- Data to use
⟨

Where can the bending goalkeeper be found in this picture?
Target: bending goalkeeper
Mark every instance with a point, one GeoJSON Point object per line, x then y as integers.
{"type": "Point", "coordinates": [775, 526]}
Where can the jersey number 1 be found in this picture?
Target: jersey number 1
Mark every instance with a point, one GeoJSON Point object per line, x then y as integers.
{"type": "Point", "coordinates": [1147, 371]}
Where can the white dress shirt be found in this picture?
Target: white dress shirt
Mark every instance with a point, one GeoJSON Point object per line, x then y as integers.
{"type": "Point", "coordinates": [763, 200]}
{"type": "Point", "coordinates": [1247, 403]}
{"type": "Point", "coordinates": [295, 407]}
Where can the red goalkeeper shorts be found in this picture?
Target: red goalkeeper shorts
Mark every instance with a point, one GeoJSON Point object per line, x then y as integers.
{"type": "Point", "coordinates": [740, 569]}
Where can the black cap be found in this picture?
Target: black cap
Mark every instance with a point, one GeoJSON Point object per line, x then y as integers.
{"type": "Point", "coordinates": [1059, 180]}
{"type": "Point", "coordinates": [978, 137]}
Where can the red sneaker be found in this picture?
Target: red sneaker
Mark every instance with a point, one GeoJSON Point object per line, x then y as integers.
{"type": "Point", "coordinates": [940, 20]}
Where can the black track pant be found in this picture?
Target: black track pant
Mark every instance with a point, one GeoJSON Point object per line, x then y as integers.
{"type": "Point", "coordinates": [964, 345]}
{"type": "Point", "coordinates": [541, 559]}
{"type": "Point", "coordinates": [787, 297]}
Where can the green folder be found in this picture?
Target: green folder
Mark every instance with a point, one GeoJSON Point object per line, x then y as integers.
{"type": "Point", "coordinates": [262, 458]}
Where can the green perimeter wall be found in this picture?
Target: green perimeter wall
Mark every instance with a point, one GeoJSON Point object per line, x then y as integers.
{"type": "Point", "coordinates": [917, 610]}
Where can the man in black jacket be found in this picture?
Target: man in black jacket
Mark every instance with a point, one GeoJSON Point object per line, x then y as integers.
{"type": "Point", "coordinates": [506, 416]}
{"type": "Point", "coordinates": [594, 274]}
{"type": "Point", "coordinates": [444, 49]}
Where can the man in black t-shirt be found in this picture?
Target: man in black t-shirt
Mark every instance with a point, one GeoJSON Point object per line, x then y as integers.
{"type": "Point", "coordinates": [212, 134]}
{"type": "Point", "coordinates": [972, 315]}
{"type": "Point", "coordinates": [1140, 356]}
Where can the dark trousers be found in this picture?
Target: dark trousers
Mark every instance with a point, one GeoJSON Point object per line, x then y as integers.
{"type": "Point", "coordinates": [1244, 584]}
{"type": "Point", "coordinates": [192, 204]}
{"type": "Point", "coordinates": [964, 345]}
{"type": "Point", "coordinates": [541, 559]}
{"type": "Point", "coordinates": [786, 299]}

⟩

- What you have to do
Begin at the line containing "Where can the green folder" and reproduce each line through the end of the records above.

- Exercise result
Where can the green folder be found in this picture?
Target: green folder
Mark every instance with a point, one GeoJSON Point object per line, x then y as integers.
{"type": "Point", "coordinates": [262, 458]}
Where can the green perimeter wall be found in this picture?
Target: green perimeter wall
Mark every instance with a point, one GeoJSON Point object per line, x then y as integers.
{"type": "Point", "coordinates": [917, 610]}
Where can the man in black jacket be found in this picture?
Target: man in black jacket
Mark every instance with a point, one GeoJSON Point object per line, x then y as integers.
{"type": "Point", "coordinates": [506, 416]}
{"type": "Point", "coordinates": [594, 274]}
{"type": "Point", "coordinates": [444, 49]}
Where can the man in black t-shirt be found in this picture?
Target: man in black t-shirt
Mark every instance with a point, one GeoJSON Point object per line, x then y as integers.
{"type": "Point", "coordinates": [212, 134]}
{"type": "Point", "coordinates": [972, 315]}
{"type": "Point", "coordinates": [1140, 356]}
Where can the dark trousers be found in this picture?
Target: dark trousers
Mark every instance with a point, one GeoJSON Point object per line, x then y as integers.
{"type": "Point", "coordinates": [1244, 584]}
{"type": "Point", "coordinates": [192, 204]}
{"type": "Point", "coordinates": [964, 345]}
{"type": "Point", "coordinates": [541, 559]}
{"type": "Point", "coordinates": [786, 299]}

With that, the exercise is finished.